What the exercise asks:
The answer should match the records character for character.

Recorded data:

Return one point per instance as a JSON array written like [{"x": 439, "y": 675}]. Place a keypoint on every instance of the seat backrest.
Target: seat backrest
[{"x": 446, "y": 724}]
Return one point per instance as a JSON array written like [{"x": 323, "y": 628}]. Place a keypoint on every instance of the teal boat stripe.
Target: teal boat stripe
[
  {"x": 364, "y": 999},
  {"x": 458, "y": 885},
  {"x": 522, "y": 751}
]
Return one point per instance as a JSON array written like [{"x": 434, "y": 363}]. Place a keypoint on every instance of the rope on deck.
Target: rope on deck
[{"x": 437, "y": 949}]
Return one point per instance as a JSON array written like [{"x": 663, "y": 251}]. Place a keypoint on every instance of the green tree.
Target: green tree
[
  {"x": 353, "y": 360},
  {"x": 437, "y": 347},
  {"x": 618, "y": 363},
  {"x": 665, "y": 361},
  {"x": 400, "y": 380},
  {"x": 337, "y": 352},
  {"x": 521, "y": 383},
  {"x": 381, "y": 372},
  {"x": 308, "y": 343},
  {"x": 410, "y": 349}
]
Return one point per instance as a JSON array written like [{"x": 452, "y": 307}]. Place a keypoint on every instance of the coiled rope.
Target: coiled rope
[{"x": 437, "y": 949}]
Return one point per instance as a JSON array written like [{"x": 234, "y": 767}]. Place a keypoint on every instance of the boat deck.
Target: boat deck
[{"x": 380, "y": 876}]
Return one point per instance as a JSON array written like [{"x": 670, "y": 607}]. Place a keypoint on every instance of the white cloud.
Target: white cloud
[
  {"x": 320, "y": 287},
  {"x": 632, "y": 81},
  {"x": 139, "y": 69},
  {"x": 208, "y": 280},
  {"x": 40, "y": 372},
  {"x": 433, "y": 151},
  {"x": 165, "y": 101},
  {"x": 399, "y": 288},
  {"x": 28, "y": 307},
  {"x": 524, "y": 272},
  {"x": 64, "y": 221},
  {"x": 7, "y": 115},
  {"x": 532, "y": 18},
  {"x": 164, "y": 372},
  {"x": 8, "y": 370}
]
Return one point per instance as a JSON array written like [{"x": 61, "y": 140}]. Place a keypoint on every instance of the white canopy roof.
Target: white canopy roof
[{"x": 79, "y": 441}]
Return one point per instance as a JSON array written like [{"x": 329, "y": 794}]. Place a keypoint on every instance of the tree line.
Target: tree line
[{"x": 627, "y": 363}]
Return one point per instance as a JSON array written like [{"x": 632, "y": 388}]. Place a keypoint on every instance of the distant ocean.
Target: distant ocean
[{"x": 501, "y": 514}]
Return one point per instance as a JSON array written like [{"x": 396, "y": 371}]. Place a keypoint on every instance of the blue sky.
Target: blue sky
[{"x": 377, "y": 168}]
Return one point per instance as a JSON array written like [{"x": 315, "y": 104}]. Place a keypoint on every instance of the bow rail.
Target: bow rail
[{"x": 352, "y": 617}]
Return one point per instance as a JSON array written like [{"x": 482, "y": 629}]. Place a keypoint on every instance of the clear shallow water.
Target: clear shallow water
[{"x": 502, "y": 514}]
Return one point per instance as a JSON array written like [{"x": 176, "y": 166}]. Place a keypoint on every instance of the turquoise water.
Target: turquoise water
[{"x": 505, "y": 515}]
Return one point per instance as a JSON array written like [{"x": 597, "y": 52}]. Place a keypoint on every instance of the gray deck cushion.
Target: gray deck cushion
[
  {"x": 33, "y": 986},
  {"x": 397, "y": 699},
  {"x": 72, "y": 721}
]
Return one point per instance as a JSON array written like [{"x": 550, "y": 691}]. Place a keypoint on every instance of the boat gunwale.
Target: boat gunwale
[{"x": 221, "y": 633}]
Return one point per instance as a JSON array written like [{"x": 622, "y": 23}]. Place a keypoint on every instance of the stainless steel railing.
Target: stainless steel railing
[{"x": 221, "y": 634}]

Task output:
Return one point per instance as a JSON array written like [{"x": 439, "y": 675}]. Place a keypoint on every instance of the seat backrest.
Target: seat backrest
[{"x": 446, "y": 724}]
Return one point per instance as a JSON array written like [{"x": 323, "y": 628}]. Place a keypoint on every instance of the teal boat stripe.
Target: teal boat stripe
[
  {"x": 364, "y": 999},
  {"x": 458, "y": 885},
  {"x": 522, "y": 751}
]
Return one point per instance as a JSON array written like [{"x": 434, "y": 363}]. Place a keypoint on every instance of the rope on deck.
Target: rope on deck
[{"x": 437, "y": 949}]
Return one point per instance as a JSON array written like [{"x": 663, "y": 251}]. Place a keypoint on every instance of the green tree.
Target: green tree
[
  {"x": 353, "y": 360},
  {"x": 437, "y": 347},
  {"x": 618, "y": 363},
  {"x": 665, "y": 361},
  {"x": 400, "y": 380},
  {"x": 337, "y": 352},
  {"x": 521, "y": 383},
  {"x": 381, "y": 372},
  {"x": 308, "y": 343},
  {"x": 410, "y": 349}
]
Return one point per instance as a JSON array written like [{"x": 452, "y": 307}]. Place a keypoint on every instance of the coiled rope.
Target: coiled rope
[{"x": 437, "y": 949}]
Return one point per instance as a JSON array written like [{"x": 234, "y": 767}]. Place a keypoint on every instance of the boat deck.
Target: boat deck
[{"x": 380, "y": 876}]
Return one point per instance as a JSON array written like [{"x": 670, "y": 607}]. Place a keypoint on every instance of the white cloud.
Target: white cloud
[
  {"x": 320, "y": 287},
  {"x": 632, "y": 81},
  {"x": 139, "y": 69},
  {"x": 208, "y": 280},
  {"x": 40, "y": 372},
  {"x": 433, "y": 151},
  {"x": 165, "y": 101},
  {"x": 399, "y": 288},
  {"x": 28, "y": 307},
  {"x": 524, "y": 272},
  {"x": 64, "y": 221},
  {"x": 7, "y": 115},
  {"x": 532, "y": 18},
  {"x": 164, "y": 372},
  {"x": 8, "y": 370}
]
Return one point per instance as a JSON array written like [{"x": 61, "y": 140}]. Place a keypoint on every instance of the white canopy roof.
Target: white canopy roof
[{"x": 79, "y": 441}]
Return one point per instance as a JSON array written like [{"x": 329, "y": 794}]. Place a keypoint on every instance of the tree line.
Target: tree line
[{"x": 627, "y": 363}]
Return one point per instance as a JSON array written like [{"x": 632, "y": 388}]. Place a keypoint on every instance of the distant ocean.
Target: distant ocean
[{"x": 501, "y": 514}]
Return one point per instance as a JSON array written like [{"x": 396, "y": 371}]. Place a keypoint on every instance of the blue sky.
Target: blue sky
[{"x": 377, "y": 168}]
Return one point per instance as a JSON array written like [{"x": 315, "y": 104}]. Place a keypoint on every instance of the bow rail.
Target: bow rail
[{"x": 352, "y": 617}]
Return one point per instance as a JSON array written like [{"x": 482, "y": 629}]. Place a keypoint on every instance of the clear shallow water.
Target: clear shallow water
[{"x": 502, "y": 514}]
Return one point per instance as a JSON array written like [{"x": 176, "y": 166}]. Place a keypoint on every instance of the turquoise water.
Target: turquoise water
[{"x": 505, "y": 515}]
Return one point per instance as a JSON array written like [{"x": 597, "y": 52}]. Place a keypoint on every instance of the gray deck cushion.
Target: gray deck cushion
[
  {"x": 33, "y": 986},
  {"x": 397, "y": 699},
  {"x": 72, "y": 721}
]
Return one point per instance as a JSON array written like [{"x": 550, "y": 691}]. Place a keypoint on every instance of the boat gunwale.
Target: boat gunwale
[{"x": 221, "y": 633}]
Return one point per instance as a JSON array written like [{"x": 622, "y": 23}]. Place a keypoint on every instance of the stainless steel railing.
Target: stainless steel railing
[{"x": 221, "y": 634}]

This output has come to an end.